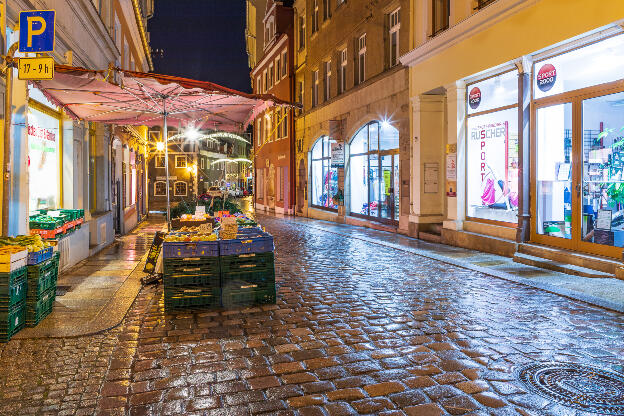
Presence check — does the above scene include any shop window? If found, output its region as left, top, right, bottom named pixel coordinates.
left=338, top=48, right=347, bottom=94
left=173, top=181, right=187, bottom=196
left=533, top=35, right=624, bottom=99
left=176, top=156, right=186, bottom=168
left=389, top=8, right=401, bottom=66
left=349, top=121, right=400, bottom=221
left=466, top=107, right=518, bottom=223
left=154, top=181, right=167, bottom=196
left=310, top=136, right=338, bottom=209
left=431, top=0, right=451, bottom=36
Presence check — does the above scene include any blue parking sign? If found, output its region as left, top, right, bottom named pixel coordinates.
left=19, top=10, right=56, bottom=52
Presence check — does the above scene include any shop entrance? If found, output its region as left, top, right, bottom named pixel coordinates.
left=531, top=83, right=624, bottom=258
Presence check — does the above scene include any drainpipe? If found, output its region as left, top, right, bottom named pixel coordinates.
left=2, top=42, right=18, bottom=235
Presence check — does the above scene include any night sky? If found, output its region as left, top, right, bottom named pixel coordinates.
left=148, top=0, right=251, bottom=92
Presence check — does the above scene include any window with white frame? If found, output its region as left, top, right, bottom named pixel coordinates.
left=324, top=59, right=331, bottom=101
left=176, top=156, right=186, bottom=168
left=338, top=48, right=347, bottom=94
left=358, top=33, right=366, bottom=84
left=389, top=7, right=401, bottom=66
left=154, top=181, right=167, bottom=196
left=312, top=69, right=319, bottom=107
left=312, top=0, right=318, bottom=33
left=173, top=181, right=187, bottom=196
left=299, top=11, right=305, bottom=49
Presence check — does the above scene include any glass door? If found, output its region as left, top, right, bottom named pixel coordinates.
left=531, top=102, right=576, bottom=248
left=579, top=92, right=624, bottom=257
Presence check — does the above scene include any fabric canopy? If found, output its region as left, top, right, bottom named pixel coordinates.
left=32, top=65, right=291, bottom=132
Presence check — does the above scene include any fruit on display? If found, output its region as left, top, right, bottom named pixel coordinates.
left=0, top=234, right=51, bottom=253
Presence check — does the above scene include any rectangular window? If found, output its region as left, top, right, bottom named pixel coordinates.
left=358, top=33, right=366, bottom=84
left=325, top=60, right=331, bottom=101
left=390, top=8, right=401, bottom=66
left=323, top=0, right=331, bottom=20
left=299, top=12, right=305, bottom=49
left=338, top=48, right=347, bottom=94
left=312, top=0, right=318, bottom=33
left=312, top=70, right=319, bottom=107
left=176, top=156, right=186, bottom=168
left=431, top=0, right=451, bottom=36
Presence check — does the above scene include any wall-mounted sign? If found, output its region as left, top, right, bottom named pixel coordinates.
left=537, top=64, right=557, bottom=92
left=331, top=142, right=344, bottom=168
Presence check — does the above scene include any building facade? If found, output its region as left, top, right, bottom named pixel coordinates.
left=401, top=0, right=624, bottom=273
left=0, top=0, right=153, bottom=267
left=294, top=0, right=411, bottom=233
left=251, top=0, right=295, bottom=214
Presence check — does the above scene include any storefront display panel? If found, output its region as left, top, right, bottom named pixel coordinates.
left=581, top=92, right=624, bottom=247
left=28, top=106, right=61, bottom=212
left=466, top=107, right=518, bottom=223
left=535, top=103, right=573, bottom=239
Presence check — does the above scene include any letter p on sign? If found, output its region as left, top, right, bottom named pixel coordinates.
left=19, top=10, right=56, bottom=52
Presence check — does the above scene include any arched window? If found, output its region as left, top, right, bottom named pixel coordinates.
left=173, top=181, right=186, bottom=196
left=349, top=121, right=400, bottom=222
left=310, top=136, right=338, bottom=210
left=154, top=181, right=167, bottom=196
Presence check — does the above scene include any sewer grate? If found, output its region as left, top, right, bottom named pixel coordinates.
left=517, top=363, right=624, bottom=415
left=56, top=286, right=71, bottom=297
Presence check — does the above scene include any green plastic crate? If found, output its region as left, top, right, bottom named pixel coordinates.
left=0, top=302, right=26, bottom=342
left=0, top=273, right=28, bottom=308
left=26, top=285, right=56, bottom=327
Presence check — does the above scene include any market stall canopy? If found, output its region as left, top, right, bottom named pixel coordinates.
left=32, top=65, right=292, bottom=132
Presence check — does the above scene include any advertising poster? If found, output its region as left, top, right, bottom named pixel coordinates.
left=28, top=108, right=60, bottom=211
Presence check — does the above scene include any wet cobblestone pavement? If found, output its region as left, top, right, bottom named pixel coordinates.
left=0, top=216, right=624, bottom=416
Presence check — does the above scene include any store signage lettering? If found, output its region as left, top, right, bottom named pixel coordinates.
left=468, top=87, right=481, bottom=110
left=537, top=64, right=557, bottom=92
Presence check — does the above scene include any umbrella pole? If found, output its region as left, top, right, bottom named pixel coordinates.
left=162, top=98, right=171, bottom=231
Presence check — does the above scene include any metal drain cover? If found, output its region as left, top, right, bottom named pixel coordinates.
left=517, top=363, right=624, bottom=415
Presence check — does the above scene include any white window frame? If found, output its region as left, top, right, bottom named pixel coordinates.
left=388, top=7, right=401, bottom=67
left=323, top=59, right=331, bottom=101
left=175, top=156, right=187, bottom=169
left=358, top=33, right=366, bottom=85
left=173, top=181, right=188, bottom=196
left=154, top=181, right=167, bottom=196
left=338, top=48, right=347, bottom=94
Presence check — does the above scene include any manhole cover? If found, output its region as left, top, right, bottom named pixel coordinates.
left=518, top=363, right=624, bottom=415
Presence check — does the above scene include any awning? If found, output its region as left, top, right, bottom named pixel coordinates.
left=31, top=65, right=292, bottom=132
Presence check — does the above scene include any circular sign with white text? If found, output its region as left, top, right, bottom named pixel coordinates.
left=468, top=87, right=481, bottom=110
left=537, top=64, right=557, bottom=92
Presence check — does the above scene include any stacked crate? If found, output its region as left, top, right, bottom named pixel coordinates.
left=220, top=227, right=275, bottom=308
left=0, top=247, right=28, bottom=342
left=163, top=241, right=221, bottom=312
left=26, top=252, right=59, bottom=326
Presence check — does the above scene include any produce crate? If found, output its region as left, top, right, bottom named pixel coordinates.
left=219, top=230, right=275, bottom=256
left=0, top=246, right=28, bottom=273
left=0, top=268, right=28, bottom=310
left=26, top=286, right=56, bottom=327
left=0, top=302, right=26, bottom=342
left=219, top=253, right=275, bottom=276
left=28, top=247, right=54, bottom=266
left=165, top=286, right=221, bottom=312
left=163, top=240, right=219, bottom=259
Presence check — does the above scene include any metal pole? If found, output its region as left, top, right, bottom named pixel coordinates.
left=2, top=42, right=18, bottom=235
left=163, top=97, right=171, bottom=231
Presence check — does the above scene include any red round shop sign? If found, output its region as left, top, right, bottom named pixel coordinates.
left=537, top=64, right=557, bottom=92
left=468, top=87, right=481, bottom=110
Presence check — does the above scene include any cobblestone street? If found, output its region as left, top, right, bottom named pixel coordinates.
left=0, top=216, right=624, bottom=416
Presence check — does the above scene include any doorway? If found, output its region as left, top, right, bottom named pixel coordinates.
left=531, top=83, right=624, bottom=258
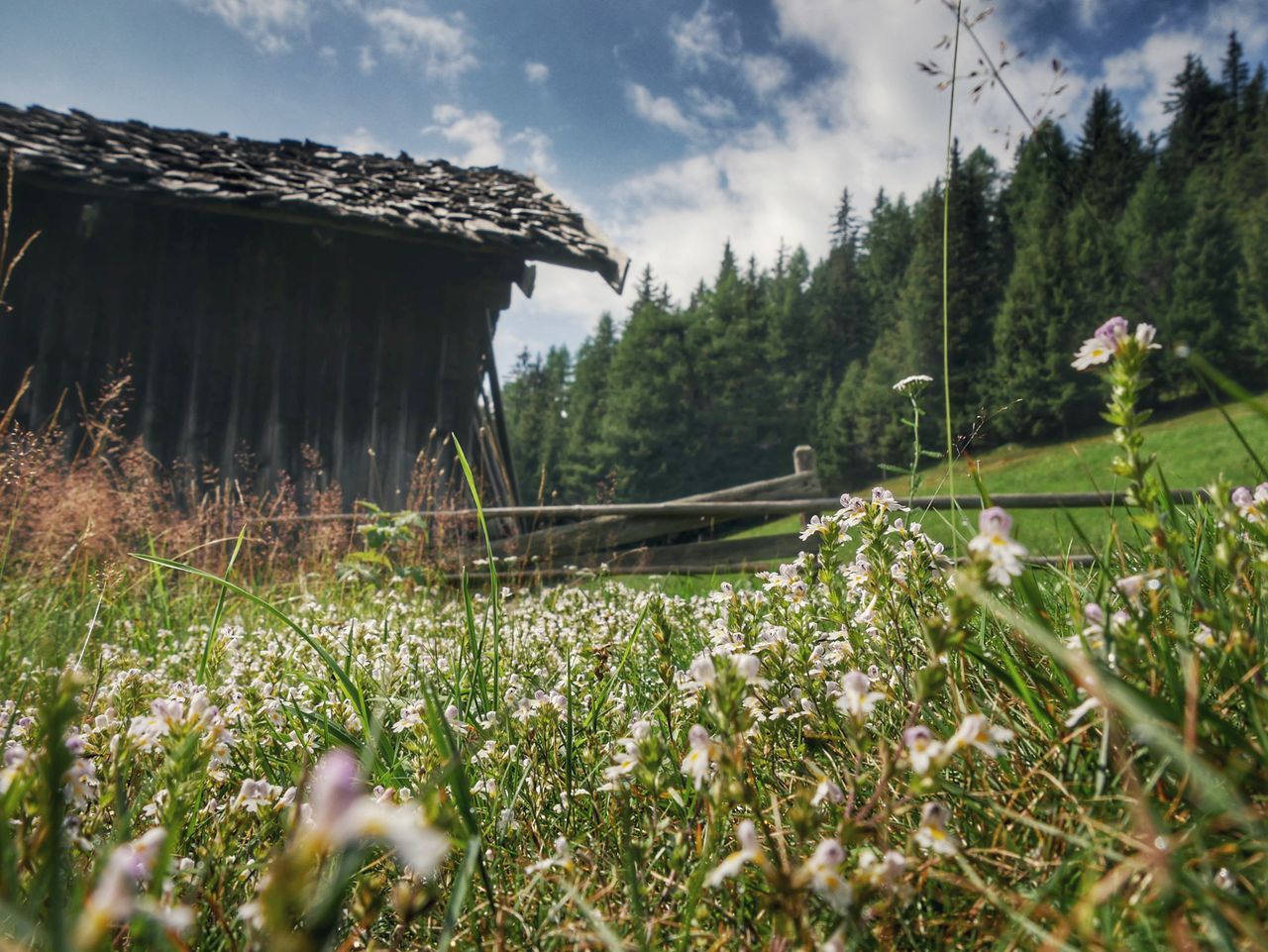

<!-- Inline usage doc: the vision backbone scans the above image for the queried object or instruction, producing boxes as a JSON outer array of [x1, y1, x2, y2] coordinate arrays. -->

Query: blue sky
[[0, 0, 1268, 372]]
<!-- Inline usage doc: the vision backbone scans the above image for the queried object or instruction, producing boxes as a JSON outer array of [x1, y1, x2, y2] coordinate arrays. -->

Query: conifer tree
[[1160, 173, 1253, 384], [1074, 86, 1147, 216], [561, 312, 617, 502]]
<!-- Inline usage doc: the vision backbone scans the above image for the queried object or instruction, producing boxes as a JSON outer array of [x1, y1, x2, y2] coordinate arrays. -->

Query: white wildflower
[[915, 802, 960, 856], [705, 820, 766, 886]]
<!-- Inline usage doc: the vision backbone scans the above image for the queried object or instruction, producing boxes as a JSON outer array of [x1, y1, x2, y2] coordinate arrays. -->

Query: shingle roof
[[0, 103, 629, 290]]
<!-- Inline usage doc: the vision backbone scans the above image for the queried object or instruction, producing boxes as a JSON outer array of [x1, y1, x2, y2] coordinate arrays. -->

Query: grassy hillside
[[737, 394, 1268, 553]]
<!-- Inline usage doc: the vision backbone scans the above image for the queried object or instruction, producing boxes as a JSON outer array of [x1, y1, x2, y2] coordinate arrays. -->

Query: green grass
[[729, 394, 1268, 554]]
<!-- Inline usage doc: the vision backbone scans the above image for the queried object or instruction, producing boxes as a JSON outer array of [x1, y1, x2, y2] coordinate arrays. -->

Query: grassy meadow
[[0, 322, 1268, 952], [732, 394, 1268, 554]]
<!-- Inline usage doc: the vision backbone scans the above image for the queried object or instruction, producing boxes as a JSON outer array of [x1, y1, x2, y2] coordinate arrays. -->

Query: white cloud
[[424, 105, 506, 164], [625, 82, 700, 136], [335, 126, 392, 156], [1097, 0, 1268, 132], [670, 0, 741, 72], [182, 0, 312, 53], [366, 6, 476, 78], [422, 104, 556, 175], [670, 0, 792, 99], [498, 0, 1083, 363], [687, 86, 739, 126], [507, 127, 556, 175], [498, 0, 1268, 369], [1078, 0, 1105, 29], [739, 54, 792, 99]]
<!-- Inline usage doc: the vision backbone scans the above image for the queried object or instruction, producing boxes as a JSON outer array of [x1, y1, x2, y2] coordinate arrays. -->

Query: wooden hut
[[0, 104, 628, 506]]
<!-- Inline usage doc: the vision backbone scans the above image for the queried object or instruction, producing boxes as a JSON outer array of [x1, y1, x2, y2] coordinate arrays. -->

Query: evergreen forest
[[503, 35, 1268, 502]]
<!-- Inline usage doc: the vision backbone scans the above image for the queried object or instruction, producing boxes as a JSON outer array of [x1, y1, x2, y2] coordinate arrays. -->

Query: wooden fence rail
[[254, 489, 1210, 523], [245, 446, 1206, 581]]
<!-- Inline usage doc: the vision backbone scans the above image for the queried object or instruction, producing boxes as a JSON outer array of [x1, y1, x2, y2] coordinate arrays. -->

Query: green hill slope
[[737, 397, 1268, 553]]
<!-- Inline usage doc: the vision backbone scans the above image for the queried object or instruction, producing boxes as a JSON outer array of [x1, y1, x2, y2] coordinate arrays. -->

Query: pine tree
[[1074, 86, 1149, 218], [561, 312, 617, 502], [1160, 175, 1254, 379], [502, 348, 571, 498], [987, 124, 1100, 439], [1163, 53, 1226, 186]]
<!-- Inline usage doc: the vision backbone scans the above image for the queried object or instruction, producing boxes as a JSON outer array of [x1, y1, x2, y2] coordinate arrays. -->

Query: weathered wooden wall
[[0, 176, 522, 506]]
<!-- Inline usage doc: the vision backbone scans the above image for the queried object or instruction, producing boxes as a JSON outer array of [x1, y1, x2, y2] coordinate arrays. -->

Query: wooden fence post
[[792, 443, 815, 532]]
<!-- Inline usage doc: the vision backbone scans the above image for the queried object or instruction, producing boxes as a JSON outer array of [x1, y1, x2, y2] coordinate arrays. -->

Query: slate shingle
[[0, 103, 629, 289]]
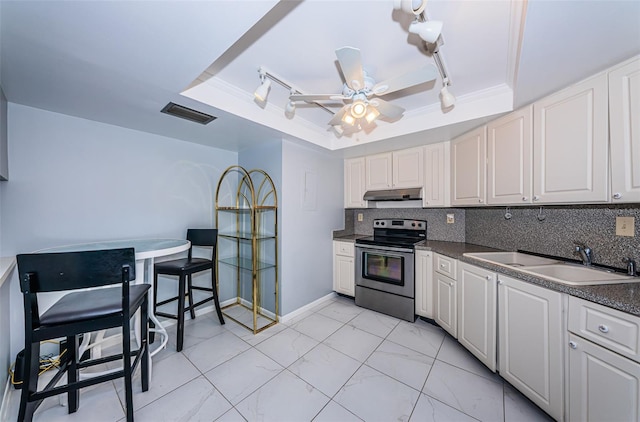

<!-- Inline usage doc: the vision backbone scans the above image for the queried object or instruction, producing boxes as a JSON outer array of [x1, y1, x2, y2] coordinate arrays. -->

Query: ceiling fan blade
[[371, 98, 404, 119], [328, 105, 349, 126], [289, 94, 349, 102], [336, 47, 364, 91], [373, 64, 438, 95]]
^^^^^^^^^^^^^^^^
Task goal: Reproduce the items above word for word, running from the start of the items through the line that contains "left=299, top=11, right=305, bottom=49", with both ends included. Leave the pictures out of your answer.

Task solution:
Presence check — does the above scene include any shop window? If found, output its region as left, top, right, bottom named pixel coordinates.
left=338, top=48, right=347, bottom=94
left=173, top=181, right=187, bottom=196
left=533, top=35, right=624, bottom=99
left=176, top=156, right=186, bottom=168
left=389, top=8, right=401, bottom=66
left=349, top=121, right=400, bottom=221
left=466, top=107, right=518, bottom=223
left=154, top=181, right=167, bottom=196
left=310, top=136, right=338, bottom=209
left=431, top=0, right=451, bottom=36
Presence check — does the above scene include any blue parking sign? If found, output its region as left, top, right, bottom named pixel coordinates.
left=19, top=10, right=56, bottom=52
Presence check — does the above scene include any shop entrance? If found, output its region as left, top, right, bottom named pixel coordinates.
left=531, top=83, right=624, bottom=258
Presence check — does the above scene include any drainpipe? If found, output its region as left, top, right, bottom named pixel coordinates.
left=2, top=42, right=18, bottom=235
Presence check — does the above scene include any night sky? If found, output its region as left, top, right, bottom named pixel coordinates.
left=148, top=0, right=251, bottom=92
Presence check — does the above scene include any window with white frame? If found, output its region as left, top, right, bottom named pixel coordinates.
left=324, top=59, right=331, bottom=101
left=176, top=156, right=186, bottom=168
left=338, top=48, right=347, bottom=94
left=358, top=33, right=366, bottom=84
left=389, top=7, right=401, bottom=66
left=154, top=181, right=167, bottom=196
left=312, top=69, right=319, bottom=107
left=312, top=0, right=318, bottom=33
left=173, top=181, right=187, bottom=196
left=299, top=11, right=305, bottom=49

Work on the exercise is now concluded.